EXERCISE DATA —
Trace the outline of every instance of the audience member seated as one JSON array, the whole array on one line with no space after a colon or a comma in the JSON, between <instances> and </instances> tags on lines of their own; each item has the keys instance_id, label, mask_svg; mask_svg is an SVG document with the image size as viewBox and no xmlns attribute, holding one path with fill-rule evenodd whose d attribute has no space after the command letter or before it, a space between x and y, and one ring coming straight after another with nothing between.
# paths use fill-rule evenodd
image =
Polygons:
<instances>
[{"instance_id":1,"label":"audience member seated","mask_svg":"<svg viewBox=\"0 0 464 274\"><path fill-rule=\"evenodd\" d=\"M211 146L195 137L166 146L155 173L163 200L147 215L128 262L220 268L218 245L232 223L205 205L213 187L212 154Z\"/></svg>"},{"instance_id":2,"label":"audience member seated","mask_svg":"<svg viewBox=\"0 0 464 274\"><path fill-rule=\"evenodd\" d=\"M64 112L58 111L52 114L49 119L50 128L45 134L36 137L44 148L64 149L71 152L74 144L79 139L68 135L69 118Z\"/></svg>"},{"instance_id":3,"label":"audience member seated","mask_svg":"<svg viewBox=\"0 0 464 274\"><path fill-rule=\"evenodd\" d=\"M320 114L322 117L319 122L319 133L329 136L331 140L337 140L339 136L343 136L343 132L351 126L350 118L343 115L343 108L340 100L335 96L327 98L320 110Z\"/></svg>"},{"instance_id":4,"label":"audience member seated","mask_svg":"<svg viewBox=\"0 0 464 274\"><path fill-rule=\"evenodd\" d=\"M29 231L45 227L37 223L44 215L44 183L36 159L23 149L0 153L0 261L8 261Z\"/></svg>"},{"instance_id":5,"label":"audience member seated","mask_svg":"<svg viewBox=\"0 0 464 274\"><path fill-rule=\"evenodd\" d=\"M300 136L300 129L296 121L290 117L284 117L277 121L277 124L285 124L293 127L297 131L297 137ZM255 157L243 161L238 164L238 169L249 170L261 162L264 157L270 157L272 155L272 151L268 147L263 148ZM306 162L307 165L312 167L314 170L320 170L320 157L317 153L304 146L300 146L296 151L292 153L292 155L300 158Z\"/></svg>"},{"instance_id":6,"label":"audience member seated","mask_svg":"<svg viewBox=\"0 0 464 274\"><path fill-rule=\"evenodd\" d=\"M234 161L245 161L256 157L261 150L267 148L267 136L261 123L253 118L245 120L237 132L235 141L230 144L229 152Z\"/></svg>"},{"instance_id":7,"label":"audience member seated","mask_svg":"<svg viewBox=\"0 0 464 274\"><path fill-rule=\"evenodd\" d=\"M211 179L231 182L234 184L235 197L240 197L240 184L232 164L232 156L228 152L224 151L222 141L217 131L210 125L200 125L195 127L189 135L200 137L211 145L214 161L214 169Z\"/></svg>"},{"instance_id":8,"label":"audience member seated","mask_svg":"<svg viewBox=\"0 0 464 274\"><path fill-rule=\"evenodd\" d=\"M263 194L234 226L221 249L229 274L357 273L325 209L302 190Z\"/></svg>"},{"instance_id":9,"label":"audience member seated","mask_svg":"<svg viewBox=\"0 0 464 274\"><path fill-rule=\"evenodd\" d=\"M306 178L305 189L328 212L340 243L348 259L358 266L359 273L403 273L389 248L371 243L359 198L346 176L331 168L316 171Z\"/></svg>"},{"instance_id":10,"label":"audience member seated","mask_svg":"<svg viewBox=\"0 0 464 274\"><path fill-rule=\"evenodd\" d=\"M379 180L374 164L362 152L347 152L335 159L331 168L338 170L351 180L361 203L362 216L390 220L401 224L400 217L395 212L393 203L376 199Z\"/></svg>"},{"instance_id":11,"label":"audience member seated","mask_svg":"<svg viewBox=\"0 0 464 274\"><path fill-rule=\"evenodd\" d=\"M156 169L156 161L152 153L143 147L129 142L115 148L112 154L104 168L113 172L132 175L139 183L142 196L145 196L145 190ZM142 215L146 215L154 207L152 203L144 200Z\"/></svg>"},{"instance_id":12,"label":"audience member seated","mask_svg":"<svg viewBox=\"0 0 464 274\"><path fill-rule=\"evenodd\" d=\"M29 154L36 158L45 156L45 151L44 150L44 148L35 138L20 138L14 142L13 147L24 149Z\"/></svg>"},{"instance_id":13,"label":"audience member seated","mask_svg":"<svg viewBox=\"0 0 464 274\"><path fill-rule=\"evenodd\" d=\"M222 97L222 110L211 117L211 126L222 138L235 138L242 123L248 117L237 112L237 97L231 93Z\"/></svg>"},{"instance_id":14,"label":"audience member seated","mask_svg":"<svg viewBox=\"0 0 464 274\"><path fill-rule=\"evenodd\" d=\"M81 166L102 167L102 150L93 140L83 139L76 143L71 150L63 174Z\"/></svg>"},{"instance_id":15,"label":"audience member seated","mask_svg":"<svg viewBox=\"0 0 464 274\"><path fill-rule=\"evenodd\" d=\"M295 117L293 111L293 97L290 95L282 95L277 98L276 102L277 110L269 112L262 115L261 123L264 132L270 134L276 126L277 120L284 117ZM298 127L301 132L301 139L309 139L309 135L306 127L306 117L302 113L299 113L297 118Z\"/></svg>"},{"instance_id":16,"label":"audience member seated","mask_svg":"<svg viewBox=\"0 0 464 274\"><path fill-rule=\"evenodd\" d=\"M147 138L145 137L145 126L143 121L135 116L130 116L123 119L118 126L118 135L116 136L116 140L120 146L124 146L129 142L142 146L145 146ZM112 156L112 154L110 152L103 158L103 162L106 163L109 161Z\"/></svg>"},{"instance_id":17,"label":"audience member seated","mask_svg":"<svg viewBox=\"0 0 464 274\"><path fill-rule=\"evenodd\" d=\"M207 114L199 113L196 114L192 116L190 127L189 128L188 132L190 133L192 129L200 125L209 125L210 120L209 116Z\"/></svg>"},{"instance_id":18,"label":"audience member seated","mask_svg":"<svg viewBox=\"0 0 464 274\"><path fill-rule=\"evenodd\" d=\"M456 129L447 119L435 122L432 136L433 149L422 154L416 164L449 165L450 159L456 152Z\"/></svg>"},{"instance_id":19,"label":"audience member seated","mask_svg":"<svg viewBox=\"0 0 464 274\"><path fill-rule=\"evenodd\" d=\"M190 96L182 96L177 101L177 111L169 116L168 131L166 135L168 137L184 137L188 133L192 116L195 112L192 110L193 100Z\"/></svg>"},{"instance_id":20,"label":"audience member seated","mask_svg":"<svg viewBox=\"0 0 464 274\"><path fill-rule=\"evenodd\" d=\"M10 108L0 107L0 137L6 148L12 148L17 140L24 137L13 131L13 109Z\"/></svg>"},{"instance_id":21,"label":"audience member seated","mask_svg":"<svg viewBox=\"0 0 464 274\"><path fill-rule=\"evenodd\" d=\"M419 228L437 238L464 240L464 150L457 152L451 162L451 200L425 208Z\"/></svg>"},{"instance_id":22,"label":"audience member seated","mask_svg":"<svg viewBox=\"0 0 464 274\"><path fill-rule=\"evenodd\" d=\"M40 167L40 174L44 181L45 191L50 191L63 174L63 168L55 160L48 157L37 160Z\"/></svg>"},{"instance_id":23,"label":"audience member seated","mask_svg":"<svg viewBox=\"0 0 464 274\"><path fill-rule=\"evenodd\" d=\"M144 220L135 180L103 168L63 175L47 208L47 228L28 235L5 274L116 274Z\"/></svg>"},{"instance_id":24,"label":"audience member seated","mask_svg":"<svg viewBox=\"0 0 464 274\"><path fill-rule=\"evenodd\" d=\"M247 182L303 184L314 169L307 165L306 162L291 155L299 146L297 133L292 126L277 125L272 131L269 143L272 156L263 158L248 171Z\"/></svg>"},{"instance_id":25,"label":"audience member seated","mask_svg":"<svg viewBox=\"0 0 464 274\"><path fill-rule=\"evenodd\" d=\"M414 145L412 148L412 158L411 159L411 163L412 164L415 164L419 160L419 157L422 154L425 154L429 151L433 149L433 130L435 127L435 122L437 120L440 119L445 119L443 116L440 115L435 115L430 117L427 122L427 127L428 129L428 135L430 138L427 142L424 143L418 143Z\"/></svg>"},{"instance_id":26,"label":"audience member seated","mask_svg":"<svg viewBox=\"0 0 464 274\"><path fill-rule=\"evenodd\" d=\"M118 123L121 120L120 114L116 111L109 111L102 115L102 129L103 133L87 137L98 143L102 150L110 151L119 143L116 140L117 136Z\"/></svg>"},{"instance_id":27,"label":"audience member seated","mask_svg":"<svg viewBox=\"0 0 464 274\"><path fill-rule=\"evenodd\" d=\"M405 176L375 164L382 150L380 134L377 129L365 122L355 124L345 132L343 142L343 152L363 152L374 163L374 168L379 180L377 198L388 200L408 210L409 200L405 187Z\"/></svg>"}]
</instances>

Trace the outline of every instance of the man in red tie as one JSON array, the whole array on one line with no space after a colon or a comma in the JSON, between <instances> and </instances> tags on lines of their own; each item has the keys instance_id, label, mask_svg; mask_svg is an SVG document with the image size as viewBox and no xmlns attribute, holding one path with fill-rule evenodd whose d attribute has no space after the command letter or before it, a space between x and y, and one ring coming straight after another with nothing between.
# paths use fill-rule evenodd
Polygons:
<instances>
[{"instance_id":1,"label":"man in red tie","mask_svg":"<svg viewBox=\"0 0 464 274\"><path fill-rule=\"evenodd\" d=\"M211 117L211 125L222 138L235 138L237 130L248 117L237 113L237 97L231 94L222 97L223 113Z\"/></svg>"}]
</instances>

TASK DESCRIPTION — Convert everything from the line containing "Trace the outline of every instance of the man" down to the end of the listing into a numbered list, omitting blank lines.

RESULT OF THE TASK —
1. Trace the outline of every instance of the man in red tie as one JSON array, the whole array on one line with no space after a colon or a comma in the JSON, between <instances> and </instances> tags on lines of their own; each item has the keys instance_id, label, mask_svg; mask_svg is an SVG document with the image size as viewBox and no xmlns attribute, holding one path with fill-rule evenodd whose d attribute has no space after the command letter or before it, a space between x and y, and one ring coming straight after another with nothing between.
2. # paths use fill-rule evenodd
3. Polygons:
4. <instances>
5. [{"instance_id":1,"label":"man in red tie","mask_svg":"<svg viewBox=\"0 0 464 274\"><path fill-rule=\"evenodd\" d=\"M211 117L211 125L222 138L235 138L237 130L248 117L237 113L237 97L231 94L222 97L223 113Z\"/></svg>"}]
6. </instances>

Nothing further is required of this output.